TASK PROMPT - Reproduce everything in the records below from the line containing "Ground sweater sleeve" down to the line containing "left=0, top=0, right=512, bottom=430", including both of those lines. Leave the pictures out of your answer.

Photo labels with boxes -
———

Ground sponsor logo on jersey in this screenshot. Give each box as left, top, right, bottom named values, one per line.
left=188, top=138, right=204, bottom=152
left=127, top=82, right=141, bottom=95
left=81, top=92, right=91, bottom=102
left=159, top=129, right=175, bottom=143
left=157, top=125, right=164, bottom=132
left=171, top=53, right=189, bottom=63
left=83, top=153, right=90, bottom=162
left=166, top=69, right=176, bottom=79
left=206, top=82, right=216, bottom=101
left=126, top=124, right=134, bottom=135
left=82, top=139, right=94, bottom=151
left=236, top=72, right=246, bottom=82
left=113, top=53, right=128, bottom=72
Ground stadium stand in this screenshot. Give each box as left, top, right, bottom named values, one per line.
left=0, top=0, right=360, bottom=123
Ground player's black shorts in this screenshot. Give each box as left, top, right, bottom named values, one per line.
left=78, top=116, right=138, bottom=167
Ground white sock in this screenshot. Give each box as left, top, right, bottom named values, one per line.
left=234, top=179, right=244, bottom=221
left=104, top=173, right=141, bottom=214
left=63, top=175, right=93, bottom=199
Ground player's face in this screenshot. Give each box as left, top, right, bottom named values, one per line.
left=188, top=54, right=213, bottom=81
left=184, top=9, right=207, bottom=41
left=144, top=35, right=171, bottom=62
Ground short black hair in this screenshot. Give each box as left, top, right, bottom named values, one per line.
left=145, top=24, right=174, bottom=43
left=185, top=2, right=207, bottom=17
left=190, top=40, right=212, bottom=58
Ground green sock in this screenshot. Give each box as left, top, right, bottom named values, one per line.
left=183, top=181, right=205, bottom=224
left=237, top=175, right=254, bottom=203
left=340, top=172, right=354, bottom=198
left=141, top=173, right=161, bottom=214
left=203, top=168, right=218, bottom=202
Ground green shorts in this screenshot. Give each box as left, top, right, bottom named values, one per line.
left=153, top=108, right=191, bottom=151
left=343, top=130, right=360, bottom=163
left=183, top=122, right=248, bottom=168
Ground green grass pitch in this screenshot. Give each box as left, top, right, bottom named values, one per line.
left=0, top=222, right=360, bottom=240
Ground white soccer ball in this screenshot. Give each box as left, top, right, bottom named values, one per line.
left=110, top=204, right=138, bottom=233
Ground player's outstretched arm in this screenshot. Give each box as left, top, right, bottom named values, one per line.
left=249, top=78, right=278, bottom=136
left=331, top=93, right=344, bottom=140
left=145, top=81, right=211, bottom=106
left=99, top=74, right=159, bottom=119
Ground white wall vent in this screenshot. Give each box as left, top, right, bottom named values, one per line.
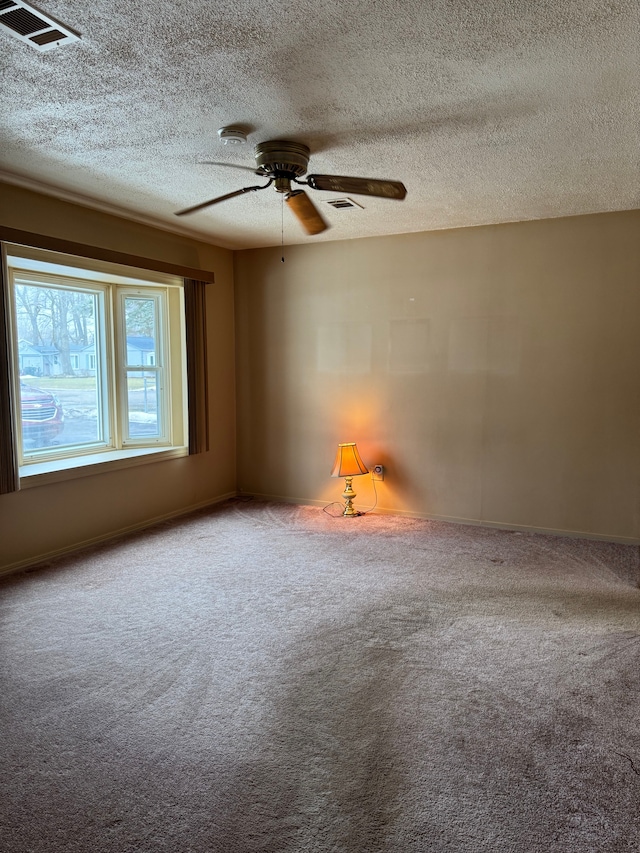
left=327, top=198, right=364, bottom=210
left=0, top=0, right=80, bottom=50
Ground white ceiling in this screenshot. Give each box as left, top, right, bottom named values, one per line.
left=0, top=0, right=640, bottom=248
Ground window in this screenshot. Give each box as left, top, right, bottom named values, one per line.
left=7, top=246, right=187, bottom=477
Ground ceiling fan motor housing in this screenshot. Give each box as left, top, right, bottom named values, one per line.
left=255, top=139, right=311, bottom=185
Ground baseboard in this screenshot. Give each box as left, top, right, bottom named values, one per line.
left=0, top=492, right=237, bottom=577
left=241, top=492, right=640, bottom=545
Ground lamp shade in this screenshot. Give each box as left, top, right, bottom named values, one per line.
left=331, top=441, right=369, bottom=477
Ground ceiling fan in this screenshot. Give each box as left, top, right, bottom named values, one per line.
left=176, top=139, right=407, bottom=235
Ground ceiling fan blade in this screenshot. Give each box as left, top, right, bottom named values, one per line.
left=307, top=175, right=407, bottom=201
left=198, top=160, right=256, bottom=175
left=176, top=181, right=272, bottom=216
left=285, top=190, right=329, bottom=235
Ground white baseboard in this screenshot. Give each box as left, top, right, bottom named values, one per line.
left=0, top=492, right=237, bottom=577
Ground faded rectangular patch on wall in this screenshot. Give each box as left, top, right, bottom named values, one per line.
left=317, top=323, right=373, bottom=373
left=389, top=319, right=429, bottom=373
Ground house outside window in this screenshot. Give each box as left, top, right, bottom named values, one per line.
left=7, top=246, right=187, bottom=477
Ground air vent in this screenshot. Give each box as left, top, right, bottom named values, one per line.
left=327, top=198, right=364, bottom=210
left=0, top=0, right=80, bottom=50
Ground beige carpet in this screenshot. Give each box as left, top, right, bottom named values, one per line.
left=0, top=501, right=640, bottom=853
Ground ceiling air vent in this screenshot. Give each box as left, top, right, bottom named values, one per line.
left=327, top=198, right=363, bottom=210
left=0, top=0, right=80, bottom=50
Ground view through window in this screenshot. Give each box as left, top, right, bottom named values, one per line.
left=8, top=250, right=186, bottom=466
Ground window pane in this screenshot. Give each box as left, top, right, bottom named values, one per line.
left=124, top=296, right=157, bottom=367
left=127, top=370, right=160, bottom=438
left=15, top=284, right=104, bottom=455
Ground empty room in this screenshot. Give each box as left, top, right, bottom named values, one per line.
left=0, top=0, right=640, bottom=853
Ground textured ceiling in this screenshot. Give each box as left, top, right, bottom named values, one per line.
left=0, top=0, right=640, bottom=248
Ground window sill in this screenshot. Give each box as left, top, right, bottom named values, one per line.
left=20, top=447, right=189, bottom=489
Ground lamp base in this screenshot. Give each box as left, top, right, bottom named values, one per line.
left=342, top=477, right=362, bottom=518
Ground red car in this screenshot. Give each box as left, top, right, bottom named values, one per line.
left=20, top=382, right=64, bottom=449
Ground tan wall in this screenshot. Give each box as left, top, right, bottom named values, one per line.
left=236, top=211, right=640, bottom=541
left=0, top=186, right=236, bottom=571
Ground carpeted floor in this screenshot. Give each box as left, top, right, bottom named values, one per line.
left=0, top=501, right=640, bottom=853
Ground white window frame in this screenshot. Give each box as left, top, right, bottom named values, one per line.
left=5, top=244, right=188, bottom=488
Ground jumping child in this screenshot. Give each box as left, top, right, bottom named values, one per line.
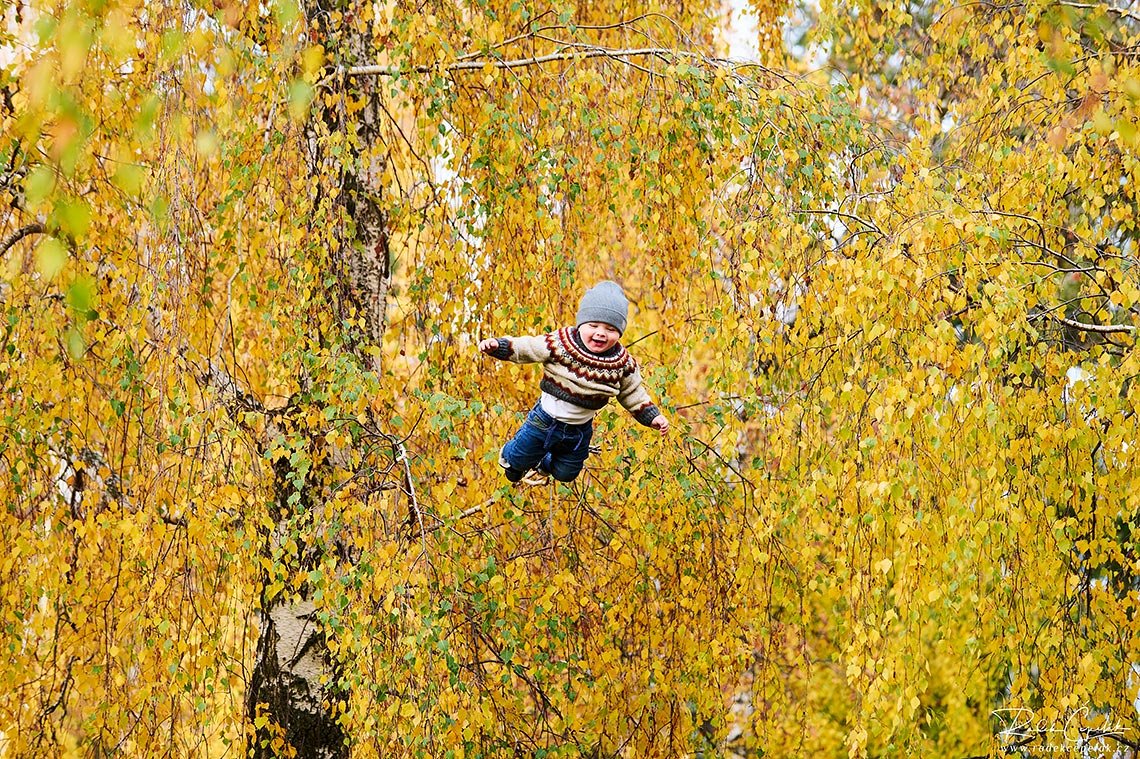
left=479, top=281, right=669, bottom=482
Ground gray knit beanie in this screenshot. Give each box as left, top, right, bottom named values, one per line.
left=578, top=279, right=629, bottom=333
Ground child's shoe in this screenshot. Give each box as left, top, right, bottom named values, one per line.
left=520, top=470, right=551, bottom=485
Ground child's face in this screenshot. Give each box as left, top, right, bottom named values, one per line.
left=578, top=321, right=621, bottom=353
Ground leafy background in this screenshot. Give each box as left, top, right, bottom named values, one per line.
left=0, top=0, right=1140, bottom=757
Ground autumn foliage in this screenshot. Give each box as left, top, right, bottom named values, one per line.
left=0, top=0, right=1140, bottom=757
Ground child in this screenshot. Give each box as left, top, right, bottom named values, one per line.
left=479, top=281, right=669, bottom=482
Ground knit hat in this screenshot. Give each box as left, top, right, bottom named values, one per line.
left=578, top=279, right=629, bottom=332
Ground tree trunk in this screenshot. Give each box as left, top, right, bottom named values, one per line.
left=246, top=0, right=391, bottom=758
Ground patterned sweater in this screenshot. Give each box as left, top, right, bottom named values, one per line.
left=490, top=327, right=660, bottom=427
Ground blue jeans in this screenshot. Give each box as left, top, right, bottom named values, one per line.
left=503, top=403, right=594, bottom=482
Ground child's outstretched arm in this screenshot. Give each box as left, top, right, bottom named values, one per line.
left=618, top=369, right=669, bottom=434
left=479, top=335, right=551, bottom=364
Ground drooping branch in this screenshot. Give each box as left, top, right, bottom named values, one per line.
left=1053, top=317, right=1137, bottom=335
left=0, top=221, right=47, bottom=255
left=344, top=44, right=773, bottom=76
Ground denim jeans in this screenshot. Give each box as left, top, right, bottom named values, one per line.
left=503, top=403, right=594, bottom=482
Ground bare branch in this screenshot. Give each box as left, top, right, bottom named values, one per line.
left=345, top=46, right=763, bottom=76
left=1060, top=2, right=1140, bottom=22
left=1053, top=317, right=1137, bottom=335
left=0, top=221, right=47, bottom=255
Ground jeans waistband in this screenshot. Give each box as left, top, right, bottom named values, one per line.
left=530, top=401, right=594, bottom=430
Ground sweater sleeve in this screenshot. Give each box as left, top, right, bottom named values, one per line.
left=618, top=368, right=661, bottom=427
left=489, top=335, right=551, bottom=364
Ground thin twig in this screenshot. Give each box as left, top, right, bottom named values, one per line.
left=1053, top=316, right=1137, bottom=335
left=0, top=221, right=47, bottom=255
left=345, top=47, right=766, bottom=76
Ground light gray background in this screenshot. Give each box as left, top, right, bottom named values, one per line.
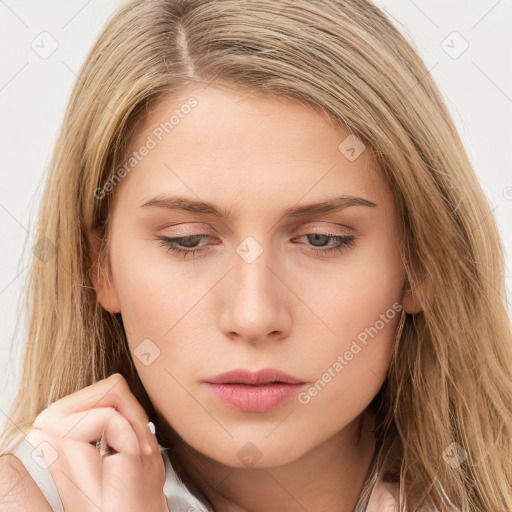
left=0, top=0, right=512, bottom=430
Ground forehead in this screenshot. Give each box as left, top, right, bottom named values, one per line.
left=115, top=86, right=391, bottom=216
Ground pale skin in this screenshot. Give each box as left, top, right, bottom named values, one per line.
left=91, top=85, right=420, bottom=512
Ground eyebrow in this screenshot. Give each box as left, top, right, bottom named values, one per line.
left=139, top=195, right=377, bottom=219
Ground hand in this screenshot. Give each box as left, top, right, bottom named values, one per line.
left=27, top=373, right=169, bottom=512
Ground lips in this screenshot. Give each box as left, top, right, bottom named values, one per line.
left=204, top=368, right=305, bottom=386
left=204, top=368, right=306, bottom=413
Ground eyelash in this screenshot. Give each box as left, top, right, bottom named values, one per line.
left=157, top=233, right=355, bottom=258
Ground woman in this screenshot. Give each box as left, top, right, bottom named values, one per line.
left=1, top=0, right=512, bottom=512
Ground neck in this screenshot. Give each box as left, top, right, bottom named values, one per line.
left=159, top=413, right=375, bottom=512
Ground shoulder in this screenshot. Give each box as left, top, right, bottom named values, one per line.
left=366, top=480, right=399, bottom=512
left=0, top=453, right=52, bottom=512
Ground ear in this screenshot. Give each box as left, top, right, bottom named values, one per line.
left=402, top=290, right=421, bottom=314
left=89, top=230, right=121, bottom=313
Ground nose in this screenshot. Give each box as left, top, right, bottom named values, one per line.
left=219, top=243, right=291, bottom=345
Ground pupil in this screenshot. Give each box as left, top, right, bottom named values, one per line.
left=307, top=233, right=329, bottom=247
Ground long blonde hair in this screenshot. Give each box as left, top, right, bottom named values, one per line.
left=0, top=0, right=512, bottom=512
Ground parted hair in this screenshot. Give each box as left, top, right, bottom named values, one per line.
left=0, top=0, right=512, bottom=512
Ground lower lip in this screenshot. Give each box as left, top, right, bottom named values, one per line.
left=205, top=382, right=306, bottom=412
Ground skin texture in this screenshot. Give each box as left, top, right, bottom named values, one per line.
left=91, top=86, right=418, bottom=512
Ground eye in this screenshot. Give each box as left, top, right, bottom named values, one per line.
left=157, top=233, right=355, bottom=258
left=157, top=234, right=208, bottom=257
left=292, top=233, right=356, bottom=254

———

SOLUTION -
Ground sweater sleeve in this screenshot. Give each box as left, top, right, bottom named values, one per line.
left=618, top=368, right=661, bottom=427
left=489, top=335, right=551, bottom=364
Ground thin twig in this screenshot. Give each box as left, top, right, bottom named values, one per line.
left=1053, top=316, right=1137, bottom=335
left=0, top=221, right=47, bottom=255
left=345, top=47, right=766, bottom=76
Ground light gray background in this screenshot. Give each box as left, top, right, bottom named values, one per line.
left=0, top=0, right=512, bottom=430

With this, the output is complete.